● Problem to solve
The entries that follow are to be duplicated in full, character for character.

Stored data
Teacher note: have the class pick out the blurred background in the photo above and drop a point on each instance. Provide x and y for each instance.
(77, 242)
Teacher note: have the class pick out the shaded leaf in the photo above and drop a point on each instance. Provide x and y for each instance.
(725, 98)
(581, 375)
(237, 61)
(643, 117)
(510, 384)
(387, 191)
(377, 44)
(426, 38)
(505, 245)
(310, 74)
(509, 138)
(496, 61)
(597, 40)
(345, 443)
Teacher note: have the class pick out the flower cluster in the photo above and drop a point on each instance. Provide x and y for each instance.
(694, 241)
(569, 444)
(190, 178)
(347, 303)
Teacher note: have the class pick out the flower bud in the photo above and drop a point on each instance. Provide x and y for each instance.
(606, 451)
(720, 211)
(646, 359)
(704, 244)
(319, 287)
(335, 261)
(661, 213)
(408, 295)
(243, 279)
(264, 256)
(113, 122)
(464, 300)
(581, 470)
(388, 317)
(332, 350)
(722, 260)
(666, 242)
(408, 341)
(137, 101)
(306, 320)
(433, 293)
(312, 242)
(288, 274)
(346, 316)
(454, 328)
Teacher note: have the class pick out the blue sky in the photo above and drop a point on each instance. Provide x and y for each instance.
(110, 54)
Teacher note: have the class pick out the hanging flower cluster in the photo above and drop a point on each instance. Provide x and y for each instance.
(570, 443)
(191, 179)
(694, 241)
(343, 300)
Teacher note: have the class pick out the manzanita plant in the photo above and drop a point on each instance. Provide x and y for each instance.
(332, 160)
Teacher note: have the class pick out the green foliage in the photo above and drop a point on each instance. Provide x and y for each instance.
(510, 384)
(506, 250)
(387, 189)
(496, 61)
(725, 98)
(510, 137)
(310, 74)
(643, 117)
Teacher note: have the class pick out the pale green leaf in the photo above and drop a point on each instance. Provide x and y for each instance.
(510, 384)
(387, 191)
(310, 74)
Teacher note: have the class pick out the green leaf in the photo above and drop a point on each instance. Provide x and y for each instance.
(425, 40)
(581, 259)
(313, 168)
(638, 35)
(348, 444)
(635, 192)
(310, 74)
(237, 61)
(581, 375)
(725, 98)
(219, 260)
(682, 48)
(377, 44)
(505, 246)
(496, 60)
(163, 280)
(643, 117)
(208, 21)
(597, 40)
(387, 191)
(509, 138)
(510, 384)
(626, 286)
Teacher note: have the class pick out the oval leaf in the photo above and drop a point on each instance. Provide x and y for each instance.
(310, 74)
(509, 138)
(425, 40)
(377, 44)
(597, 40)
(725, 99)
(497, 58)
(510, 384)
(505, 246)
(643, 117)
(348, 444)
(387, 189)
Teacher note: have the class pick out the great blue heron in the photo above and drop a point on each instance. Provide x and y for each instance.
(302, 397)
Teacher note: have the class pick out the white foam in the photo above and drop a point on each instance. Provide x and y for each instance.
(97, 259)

● Task output
Teacher note: have the class pick out the blurred background in the photo above and drop a point on each instance. Provide x and y for each instance.
(77, 242)
Teacher note: have the class pick out the shaded leaf in the photo above and drop a point on each instance. Provide x and y for each instance.
(725, 98)
(581, 375)
(237, 61)
(643, 117)
(510, 384)
(387, 191)
(377, 44)
(426, 38)
(505, 245)
(310, 74)
(509, 138)
(496, 61)
(597, 40)
(345, 443)
Teacher note: have the class pick out the flower cluster in the photo above and drop a point on each instance. Provide x and y for each instance.
(694, 241)
(569, 444)
(190, 178)
(347, 303)
Teacher note: have the class pick out the flower bud in the photo above and drop a point on each instance. Provide x and y for each instance.
(606, 451)
(720, 211)
(646, 359)
(704, 244)
(319, 287)
(335, 261)
(661, 213)
(408, 295)
(243, 279)
(264, 256)
(113, 122)
(464, 300)
(581, 470)
(388, 317)
(332, 350)
(722, 260)
(666, 242)
(408, 341)
(137, 101)
(306, 320)
(433, 293)
(312, 242)
(288, 274)
(346, 316)
(454, 328)
Teacher note: have the class pick out the blue sky in the photo above and drop a point on each instance. Provide x and y for each instance.
(110, 54)
Teacher note: have the class pick out the hanging flower cluster in the photo above and drop a point on each instance. Provide x and y for each instance.
(570, 443)
(191, 179)
(694, 241)
(343, 300)
Teacher note: have the class pick out the manzanita plant in the photo above and drop a point on each instance. Provide x and y for each instance.
(332, 160)
Teacher note: have the class pick out the green foliage in the photo above and drop a point on each instance. Provide x and y for each instance.
(510, 384)
(506, 250)
(387, 189)
(496, 61)
(725, 98)
(510, 137)
(310, 74)
(643, 117)
Teacher note: have the class pick out the pale green leaf in the photo above and drop a point on each instance. Provide x and y for each instance.
(510, 384)
(387, 191)
(310, 74)
Teacher note: have the class pick out the green leaf in the photo above and drop a point on each instance. Provide x and y for each instance.
(425, 40)
(581, 259)
(313, 168)
(638, 35)
(348, 444)
(635, 192)
(310, 74)
(237, 61)
(581, 375)
(725, 98)
(219, 260)
(682, 48)
(377, 44)
(505, 246)
(496, 60)
(163, 280)
(643, 117)
(208, 21)
(597, 40)
(387, 191)
(509, 138)
(510, 384)
(626, 286)
Teacher note: have the class pick out the oval leaf in the photo above and drop a point on each instance. Provide x and y for each instance.
(310, 74)
(509, 138)
(425, 40)
(377, 44)
(597, 40)
(725, 99)
(497, 58)
(510, 384)
(505, 246)
(643, 117)
(348, 444)
(387, 189)
Teacher note: have the class pick out the great blue heron in the photo above and drop a point on each instance. Provide x and y for each instance.
(302, 397)
Teacher note: have the class pick out the white foam in the photo above and drop a point on each instance. Provide x and y for each instance.
(97, 259)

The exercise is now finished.